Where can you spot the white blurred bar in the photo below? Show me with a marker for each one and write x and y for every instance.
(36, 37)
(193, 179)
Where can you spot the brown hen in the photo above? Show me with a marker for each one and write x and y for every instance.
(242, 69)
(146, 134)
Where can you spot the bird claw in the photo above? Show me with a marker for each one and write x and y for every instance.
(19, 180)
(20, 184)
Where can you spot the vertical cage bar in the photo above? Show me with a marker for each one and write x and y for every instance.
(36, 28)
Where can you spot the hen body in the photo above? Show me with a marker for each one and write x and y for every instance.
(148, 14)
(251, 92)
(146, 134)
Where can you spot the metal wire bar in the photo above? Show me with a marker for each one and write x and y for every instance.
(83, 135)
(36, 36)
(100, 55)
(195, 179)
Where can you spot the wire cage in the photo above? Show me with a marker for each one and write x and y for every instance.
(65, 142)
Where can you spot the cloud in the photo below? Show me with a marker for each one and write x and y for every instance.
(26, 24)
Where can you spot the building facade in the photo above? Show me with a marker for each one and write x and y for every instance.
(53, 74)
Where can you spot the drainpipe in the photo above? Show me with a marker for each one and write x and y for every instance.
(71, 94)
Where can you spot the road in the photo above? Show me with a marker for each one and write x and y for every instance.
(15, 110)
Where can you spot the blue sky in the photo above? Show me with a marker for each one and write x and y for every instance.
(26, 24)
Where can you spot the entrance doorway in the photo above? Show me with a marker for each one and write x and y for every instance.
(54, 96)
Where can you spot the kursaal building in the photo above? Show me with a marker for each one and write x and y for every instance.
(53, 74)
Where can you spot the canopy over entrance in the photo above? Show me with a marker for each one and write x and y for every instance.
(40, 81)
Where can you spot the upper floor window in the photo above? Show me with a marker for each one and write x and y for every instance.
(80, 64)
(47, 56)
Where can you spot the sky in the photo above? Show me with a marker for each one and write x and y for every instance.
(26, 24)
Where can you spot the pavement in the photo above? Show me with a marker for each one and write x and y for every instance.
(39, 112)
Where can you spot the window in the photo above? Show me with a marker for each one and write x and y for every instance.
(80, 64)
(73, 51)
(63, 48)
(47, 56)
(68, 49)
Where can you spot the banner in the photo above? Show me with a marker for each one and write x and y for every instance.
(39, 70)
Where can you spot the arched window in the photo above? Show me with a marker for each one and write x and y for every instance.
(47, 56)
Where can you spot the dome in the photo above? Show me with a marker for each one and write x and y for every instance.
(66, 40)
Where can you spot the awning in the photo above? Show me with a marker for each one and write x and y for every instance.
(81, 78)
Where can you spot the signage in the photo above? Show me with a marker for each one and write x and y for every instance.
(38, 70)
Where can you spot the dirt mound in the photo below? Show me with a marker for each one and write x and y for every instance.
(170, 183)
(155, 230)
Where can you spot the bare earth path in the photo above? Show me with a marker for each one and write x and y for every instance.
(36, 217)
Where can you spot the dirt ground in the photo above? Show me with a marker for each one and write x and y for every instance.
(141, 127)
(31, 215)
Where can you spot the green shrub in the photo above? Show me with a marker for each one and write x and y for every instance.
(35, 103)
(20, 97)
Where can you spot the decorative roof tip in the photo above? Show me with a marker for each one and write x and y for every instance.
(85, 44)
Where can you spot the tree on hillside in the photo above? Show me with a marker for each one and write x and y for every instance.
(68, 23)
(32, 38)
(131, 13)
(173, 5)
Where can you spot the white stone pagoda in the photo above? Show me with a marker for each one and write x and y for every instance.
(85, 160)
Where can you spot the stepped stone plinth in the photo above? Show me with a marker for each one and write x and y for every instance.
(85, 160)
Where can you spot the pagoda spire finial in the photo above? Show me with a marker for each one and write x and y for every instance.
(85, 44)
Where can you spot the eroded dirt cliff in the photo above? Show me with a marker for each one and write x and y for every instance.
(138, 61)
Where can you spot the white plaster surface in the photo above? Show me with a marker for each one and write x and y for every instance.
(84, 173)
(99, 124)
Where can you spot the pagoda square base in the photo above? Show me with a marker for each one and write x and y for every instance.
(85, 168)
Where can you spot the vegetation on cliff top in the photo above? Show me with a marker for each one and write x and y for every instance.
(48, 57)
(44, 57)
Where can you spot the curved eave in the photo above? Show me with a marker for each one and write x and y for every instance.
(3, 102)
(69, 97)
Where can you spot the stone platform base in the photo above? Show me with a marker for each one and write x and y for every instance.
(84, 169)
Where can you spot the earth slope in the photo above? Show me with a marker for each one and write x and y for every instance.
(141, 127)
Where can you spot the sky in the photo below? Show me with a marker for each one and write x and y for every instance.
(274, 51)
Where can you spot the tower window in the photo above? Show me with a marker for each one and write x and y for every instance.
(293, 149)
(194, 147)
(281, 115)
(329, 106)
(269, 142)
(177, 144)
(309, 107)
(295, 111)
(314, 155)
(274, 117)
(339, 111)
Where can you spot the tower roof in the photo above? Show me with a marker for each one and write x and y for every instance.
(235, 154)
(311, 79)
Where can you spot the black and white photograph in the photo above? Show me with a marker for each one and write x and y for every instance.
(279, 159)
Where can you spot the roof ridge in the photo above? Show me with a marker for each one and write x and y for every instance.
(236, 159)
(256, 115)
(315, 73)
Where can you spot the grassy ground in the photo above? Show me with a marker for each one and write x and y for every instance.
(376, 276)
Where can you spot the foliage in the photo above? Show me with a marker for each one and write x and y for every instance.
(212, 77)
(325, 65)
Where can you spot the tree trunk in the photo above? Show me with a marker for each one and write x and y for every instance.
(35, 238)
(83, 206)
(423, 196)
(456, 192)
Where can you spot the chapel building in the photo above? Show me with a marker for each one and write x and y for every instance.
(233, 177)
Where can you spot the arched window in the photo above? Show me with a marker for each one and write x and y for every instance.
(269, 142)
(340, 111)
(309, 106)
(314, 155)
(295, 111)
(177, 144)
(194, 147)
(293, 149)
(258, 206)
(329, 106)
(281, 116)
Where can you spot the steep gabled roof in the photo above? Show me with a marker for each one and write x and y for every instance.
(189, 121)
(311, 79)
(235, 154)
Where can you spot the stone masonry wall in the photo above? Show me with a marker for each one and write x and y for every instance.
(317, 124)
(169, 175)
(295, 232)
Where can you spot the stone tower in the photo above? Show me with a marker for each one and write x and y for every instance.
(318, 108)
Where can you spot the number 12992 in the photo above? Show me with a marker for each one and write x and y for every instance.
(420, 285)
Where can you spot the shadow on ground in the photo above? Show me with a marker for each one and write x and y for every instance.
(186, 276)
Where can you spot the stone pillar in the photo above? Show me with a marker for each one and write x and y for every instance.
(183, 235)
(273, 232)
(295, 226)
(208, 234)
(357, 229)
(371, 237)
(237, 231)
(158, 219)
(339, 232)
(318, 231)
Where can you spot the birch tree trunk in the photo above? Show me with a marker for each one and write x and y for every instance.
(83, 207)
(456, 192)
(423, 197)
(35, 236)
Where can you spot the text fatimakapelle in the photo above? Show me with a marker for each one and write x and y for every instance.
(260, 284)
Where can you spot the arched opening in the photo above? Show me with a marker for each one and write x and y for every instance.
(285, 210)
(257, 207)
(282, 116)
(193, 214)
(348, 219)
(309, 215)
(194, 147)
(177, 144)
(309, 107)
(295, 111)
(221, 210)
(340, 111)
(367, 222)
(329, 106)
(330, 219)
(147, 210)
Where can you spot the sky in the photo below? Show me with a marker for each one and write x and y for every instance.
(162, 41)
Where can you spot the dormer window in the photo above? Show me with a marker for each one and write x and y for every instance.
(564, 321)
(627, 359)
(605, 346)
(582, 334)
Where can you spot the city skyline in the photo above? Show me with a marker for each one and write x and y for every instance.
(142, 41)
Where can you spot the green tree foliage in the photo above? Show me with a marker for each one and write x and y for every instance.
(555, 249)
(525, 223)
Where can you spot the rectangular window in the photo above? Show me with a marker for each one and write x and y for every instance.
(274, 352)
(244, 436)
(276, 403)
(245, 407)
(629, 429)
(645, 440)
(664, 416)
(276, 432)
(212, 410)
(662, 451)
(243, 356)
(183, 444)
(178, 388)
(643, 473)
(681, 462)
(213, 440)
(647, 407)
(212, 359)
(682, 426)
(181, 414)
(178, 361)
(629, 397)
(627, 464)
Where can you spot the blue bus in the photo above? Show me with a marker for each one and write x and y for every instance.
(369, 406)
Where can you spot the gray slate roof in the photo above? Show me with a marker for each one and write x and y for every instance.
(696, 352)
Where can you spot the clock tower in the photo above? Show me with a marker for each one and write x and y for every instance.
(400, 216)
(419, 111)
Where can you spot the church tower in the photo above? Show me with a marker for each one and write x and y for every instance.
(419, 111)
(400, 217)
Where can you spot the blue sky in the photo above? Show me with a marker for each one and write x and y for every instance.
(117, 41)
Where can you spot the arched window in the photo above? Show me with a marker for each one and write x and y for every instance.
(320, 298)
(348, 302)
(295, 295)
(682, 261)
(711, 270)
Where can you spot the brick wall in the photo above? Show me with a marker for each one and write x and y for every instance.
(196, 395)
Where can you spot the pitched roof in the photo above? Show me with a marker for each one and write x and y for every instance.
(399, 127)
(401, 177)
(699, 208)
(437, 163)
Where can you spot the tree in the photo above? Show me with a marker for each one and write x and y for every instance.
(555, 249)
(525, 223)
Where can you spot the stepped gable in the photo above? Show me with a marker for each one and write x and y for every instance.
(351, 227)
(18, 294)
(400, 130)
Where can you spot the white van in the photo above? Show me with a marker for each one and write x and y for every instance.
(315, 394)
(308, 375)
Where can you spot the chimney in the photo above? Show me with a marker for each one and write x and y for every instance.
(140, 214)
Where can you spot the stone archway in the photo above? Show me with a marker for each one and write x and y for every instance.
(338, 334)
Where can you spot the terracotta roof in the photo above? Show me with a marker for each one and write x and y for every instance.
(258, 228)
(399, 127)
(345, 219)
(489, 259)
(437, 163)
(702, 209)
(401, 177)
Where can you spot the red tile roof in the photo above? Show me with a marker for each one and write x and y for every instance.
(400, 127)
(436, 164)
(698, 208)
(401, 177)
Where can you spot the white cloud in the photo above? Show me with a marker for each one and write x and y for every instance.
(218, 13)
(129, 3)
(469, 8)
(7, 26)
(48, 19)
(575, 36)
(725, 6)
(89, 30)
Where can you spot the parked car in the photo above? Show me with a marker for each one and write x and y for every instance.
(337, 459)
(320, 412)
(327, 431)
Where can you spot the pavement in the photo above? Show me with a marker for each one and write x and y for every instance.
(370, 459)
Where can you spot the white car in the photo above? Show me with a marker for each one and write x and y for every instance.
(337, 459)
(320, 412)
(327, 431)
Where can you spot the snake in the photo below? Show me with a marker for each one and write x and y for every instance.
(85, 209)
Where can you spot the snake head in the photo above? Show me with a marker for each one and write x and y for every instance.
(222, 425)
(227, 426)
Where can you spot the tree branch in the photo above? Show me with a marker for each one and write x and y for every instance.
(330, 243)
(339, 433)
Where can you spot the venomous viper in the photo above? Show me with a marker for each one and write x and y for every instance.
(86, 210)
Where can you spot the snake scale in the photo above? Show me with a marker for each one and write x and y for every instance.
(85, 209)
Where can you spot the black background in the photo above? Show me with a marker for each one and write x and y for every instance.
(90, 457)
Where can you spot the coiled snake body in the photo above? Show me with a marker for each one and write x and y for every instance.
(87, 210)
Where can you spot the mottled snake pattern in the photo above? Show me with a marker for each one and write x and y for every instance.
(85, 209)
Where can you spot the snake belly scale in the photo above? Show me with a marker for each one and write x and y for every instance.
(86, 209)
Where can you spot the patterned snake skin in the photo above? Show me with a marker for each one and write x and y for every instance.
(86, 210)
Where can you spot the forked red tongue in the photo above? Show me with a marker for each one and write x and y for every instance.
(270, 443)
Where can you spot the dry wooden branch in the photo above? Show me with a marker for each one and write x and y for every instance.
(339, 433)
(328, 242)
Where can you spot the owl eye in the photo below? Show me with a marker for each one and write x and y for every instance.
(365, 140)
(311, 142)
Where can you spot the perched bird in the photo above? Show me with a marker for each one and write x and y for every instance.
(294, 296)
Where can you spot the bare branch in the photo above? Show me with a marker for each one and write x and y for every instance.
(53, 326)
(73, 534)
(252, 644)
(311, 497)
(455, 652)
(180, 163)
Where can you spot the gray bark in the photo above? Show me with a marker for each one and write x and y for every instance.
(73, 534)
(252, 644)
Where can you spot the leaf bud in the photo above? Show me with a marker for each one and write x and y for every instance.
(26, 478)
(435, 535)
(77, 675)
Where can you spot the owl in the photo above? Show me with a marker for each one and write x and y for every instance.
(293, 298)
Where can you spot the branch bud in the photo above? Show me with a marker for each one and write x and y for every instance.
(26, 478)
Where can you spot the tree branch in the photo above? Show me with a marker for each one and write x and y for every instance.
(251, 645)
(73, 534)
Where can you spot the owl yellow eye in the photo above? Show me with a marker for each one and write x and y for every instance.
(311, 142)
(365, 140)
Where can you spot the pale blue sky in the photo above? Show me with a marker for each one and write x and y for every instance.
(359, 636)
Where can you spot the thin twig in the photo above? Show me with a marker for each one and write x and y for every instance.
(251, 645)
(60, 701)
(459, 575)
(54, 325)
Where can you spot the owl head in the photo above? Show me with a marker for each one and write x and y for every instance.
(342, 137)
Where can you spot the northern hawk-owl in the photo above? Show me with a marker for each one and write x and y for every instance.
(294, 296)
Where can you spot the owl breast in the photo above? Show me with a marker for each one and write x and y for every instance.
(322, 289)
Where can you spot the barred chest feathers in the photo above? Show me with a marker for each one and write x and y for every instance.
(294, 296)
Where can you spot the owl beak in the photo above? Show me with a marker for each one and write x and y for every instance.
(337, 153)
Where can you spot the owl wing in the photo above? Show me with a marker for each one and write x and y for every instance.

Request: Reproduce, word for word, only the lines from the one that contains "Where can you spot the northern" through the final line.

Output of the task:
Where can you spot the northern hawk-owl in the photo above? Show me with a marker for each one and write x and y for every instance.
(294, 296)
Where can you spot the owl breast in the photo above? Show me with a marker for each one and write x and y for every instance.
(322, 289)
Where can you spot the barred chest feathers in the photo above? Show me with a marker for each one and write x and y for every instance.
(294, 296)
Where can you spot the owl beak in the photo above? Show me with a marker for each one and write x and y for every instance.
(337, 153)
Where can you spot the owl wing in the photo above? Show me with a marker for each one and write x and y for every instance.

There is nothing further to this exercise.